Collection entries:
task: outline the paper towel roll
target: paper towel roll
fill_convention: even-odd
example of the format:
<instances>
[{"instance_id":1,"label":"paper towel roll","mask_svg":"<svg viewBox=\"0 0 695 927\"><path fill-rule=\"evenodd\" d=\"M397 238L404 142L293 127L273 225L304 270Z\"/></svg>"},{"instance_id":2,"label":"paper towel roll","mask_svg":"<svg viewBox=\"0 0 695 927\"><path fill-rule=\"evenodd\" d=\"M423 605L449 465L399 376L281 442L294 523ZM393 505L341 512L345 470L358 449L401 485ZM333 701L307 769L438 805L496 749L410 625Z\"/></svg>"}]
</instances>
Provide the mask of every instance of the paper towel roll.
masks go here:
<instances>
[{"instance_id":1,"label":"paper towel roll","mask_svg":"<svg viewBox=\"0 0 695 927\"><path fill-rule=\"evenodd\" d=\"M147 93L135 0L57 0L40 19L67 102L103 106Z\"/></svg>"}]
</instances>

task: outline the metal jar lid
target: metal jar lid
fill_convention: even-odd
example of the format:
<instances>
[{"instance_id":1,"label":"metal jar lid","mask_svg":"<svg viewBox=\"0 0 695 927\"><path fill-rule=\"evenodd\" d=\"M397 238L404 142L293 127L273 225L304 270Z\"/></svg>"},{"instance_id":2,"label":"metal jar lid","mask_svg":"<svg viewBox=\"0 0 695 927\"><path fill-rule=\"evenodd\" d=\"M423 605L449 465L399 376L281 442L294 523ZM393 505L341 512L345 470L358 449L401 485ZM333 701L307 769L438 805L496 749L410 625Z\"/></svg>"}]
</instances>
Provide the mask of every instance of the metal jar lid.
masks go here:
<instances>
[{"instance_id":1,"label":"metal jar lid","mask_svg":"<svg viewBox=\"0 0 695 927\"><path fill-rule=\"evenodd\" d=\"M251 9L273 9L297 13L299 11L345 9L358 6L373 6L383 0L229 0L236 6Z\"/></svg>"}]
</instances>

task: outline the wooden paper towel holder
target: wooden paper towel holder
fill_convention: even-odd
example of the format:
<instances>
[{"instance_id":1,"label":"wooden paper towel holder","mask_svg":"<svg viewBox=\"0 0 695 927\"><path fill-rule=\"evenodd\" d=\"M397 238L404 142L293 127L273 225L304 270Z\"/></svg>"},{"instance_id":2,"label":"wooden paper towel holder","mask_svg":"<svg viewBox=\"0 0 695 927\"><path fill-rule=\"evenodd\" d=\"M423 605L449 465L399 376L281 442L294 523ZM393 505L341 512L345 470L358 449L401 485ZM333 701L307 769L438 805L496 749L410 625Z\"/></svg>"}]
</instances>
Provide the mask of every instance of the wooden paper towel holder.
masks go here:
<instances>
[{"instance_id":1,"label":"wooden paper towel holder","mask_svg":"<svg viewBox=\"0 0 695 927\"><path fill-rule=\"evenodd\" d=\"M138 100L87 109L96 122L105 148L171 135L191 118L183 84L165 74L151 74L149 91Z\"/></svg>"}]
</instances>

What you have to do: Retype each of the records above line for line, without changing a single character.

Completed task:
task: outline the paper towel roll
target: paper towel roll
fill_convention: even-odd
example of the format:
<instances>
[{"instance_id":1,"label":"paper towel roll","mask_svg":"<svg viewBox=\"0 0 695 927\"><path fill-rule=\"evenodd\" d=\"M397 238L404 142L293 127L273 225L304 270Z\"/></svg>"},{"instance_id":2,"label":"paper towel roll","mask_svg":"<svg viewBox=\"0 0 695 927\"><path fill-rule=\"evenodd\" d=\"M423 605L449 465L399 376L281 442L294 523ZM393 505L341 512L345 470L358 449L401 485ZM333 701L307 769L438 805L496 749L410 625Z\"/></svg>"}]
</instances>
Provide the mask of every instance of the paper towel roll.
masks go here:
<instances>
[{"instance_id":1,"label":"paper towel roll","mask_svg":"<svg viewBox=\"0 0 695 927\"><path fill-rule=\"evenodd\" d=\"M147 93L135 0L57 0L40 19L67 102L103 106Z\"/></svg>"}]
</instances>

task: outline the metal jar lid
target: metal jar lid
fill_convention: even-odd
example of the format:
<instances>
[{"instance_id":1,"label":"metal jar lid","mask_svg":"<svg viewBox=\"0 0 695 927\"><path fill-rule=\"evenodd\" d=\"M397 238L404 142L293 127L273 225L304 270Z\"/></svg>"},{"instance_id":2,"label":"metal jar lid","mask_svg":"<svg viewBox=\"0 0 695 927\"><path fill-rule=\"evenodd\" d=\"M423 605L449 465L399 376L281 442L294 523ZM393 505L341 512L345 470L358 449L401 485ZM333 701L307 769L438 805L496 749L410 625Z\"/></svg>"}]
</instances>
Provide the mask of every instance of the metal jar lid.
masks go here:
<instances>
[{"instance_id":1,"label":"metal jar lid","mask_svg":"<svg viewBox=\"0 0 695 927\"><path fill-rule=\"evenodd\" d=\"M251 9L273 9L297 13L299 11L345 9L358 6L373 6L383 0L229 0L236 6Z\"/></svg>"}]
</instances>

task: outline the wooden paper towel holder
target: wooden paper towel holder
fill_convention: even-odd
example of the format:
<instances>
[{"instance_id":1,"label":"wooden paper towel holder","mask_svg":"<svg viewBox=\"0 0 695 927\"><path fill-rule=\"evenodd\" d=\"M397 238L404 142L293 127L273 225L304 270Z\"/></svg>"},{"instance_id":2,"label":"wooden paper towel holder","mask_svg":"<svg viewBox=\"0 0 695 927\"><path fill-rule=\"evenodd\" d=\"M423 605L449 465L399 376L281 442L294 523ZM393 505L341 512L345 470L358 449L401 485ZM333 701L307 769L438 805L496 749L410 625Z\"/></svg>"}]
</instances>
Provide the mask of every instance of the wooden paper towel holder.
masks go here:
<instances>
[{"instance_id":1,"label":"wooden paper towel holder","mask_svg":"<svg viewBox=\"0 0 695 927\"><path fill-rule=\"evenodd\" d=\"M138 100L87 109L96 122L105 148L171 135L191 118L183 84L165 74L151 74L149 91Z\"/></svg>"}]
</instances>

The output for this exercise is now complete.